---------- DATA EXCERPTS ----------

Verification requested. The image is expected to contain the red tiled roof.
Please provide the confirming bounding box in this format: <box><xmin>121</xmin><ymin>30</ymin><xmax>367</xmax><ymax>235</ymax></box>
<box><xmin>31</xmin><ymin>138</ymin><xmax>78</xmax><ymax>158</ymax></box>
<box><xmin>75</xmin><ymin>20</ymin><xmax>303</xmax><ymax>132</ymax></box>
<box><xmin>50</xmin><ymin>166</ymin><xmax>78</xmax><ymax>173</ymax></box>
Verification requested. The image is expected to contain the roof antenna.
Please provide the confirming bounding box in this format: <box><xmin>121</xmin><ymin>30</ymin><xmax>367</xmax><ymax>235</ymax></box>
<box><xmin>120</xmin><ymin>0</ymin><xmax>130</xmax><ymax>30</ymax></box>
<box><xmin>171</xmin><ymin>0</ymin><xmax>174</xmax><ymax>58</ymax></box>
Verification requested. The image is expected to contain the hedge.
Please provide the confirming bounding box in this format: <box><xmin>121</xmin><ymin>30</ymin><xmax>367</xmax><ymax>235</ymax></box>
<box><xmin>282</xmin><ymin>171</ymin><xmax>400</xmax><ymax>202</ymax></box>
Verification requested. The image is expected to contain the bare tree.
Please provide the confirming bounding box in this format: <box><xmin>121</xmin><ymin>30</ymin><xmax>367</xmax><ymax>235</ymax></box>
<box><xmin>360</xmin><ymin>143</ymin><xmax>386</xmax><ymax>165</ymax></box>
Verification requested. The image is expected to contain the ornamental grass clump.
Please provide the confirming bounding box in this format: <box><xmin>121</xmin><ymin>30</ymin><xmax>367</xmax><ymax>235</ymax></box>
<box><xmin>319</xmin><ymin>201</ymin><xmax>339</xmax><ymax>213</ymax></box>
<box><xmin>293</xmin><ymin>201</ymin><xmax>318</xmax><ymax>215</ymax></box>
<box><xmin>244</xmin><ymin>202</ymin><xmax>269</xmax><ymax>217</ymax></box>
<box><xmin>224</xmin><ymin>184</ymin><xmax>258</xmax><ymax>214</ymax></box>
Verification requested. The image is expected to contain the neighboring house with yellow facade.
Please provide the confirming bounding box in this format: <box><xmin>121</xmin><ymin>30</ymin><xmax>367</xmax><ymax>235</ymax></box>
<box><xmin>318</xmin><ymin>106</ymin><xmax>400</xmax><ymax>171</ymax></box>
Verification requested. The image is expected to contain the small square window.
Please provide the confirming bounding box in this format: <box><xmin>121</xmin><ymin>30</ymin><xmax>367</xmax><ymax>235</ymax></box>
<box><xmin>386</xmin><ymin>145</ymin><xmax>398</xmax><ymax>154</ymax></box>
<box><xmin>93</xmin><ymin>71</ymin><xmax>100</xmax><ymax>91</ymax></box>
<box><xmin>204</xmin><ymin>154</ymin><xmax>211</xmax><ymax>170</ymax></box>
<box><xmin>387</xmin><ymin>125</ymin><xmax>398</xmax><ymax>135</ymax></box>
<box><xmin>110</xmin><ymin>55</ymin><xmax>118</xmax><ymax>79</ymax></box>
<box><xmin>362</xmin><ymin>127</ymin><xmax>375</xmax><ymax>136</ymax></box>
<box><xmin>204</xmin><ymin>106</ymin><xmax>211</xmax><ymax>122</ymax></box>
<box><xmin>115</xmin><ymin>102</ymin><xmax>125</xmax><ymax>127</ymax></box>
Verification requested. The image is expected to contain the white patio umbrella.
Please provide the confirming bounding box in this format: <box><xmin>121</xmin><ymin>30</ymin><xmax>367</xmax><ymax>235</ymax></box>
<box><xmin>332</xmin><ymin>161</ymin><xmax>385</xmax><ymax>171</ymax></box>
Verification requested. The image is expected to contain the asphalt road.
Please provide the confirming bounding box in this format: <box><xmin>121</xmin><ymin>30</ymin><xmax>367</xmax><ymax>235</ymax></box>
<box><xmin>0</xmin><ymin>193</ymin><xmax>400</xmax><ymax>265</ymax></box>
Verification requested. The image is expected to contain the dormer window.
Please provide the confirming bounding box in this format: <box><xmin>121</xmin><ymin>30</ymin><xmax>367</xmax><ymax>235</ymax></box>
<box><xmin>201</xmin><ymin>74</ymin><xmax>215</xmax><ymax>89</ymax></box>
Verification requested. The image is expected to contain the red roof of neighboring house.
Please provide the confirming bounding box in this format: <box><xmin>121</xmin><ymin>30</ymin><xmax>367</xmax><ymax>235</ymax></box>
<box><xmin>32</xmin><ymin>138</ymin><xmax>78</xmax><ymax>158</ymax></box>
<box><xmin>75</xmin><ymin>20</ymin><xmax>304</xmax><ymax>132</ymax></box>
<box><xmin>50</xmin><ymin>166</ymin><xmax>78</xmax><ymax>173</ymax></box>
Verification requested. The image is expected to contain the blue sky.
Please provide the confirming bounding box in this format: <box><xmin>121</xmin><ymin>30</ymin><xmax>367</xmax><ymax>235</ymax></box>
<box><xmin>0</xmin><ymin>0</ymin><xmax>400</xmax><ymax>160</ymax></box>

----------

#### WHAT YOU NEED TO DO:
Return each line of the entries above that contains the string "roof". Case counts when matching.

#### EXERCISE OUTPUT:
Verification requested. The image is expected to contain the red tiled roof.
Verification requested. The image is expected to contain the roof antenna.
Verification requested. The image is expected to contain the red roof of neighboring house.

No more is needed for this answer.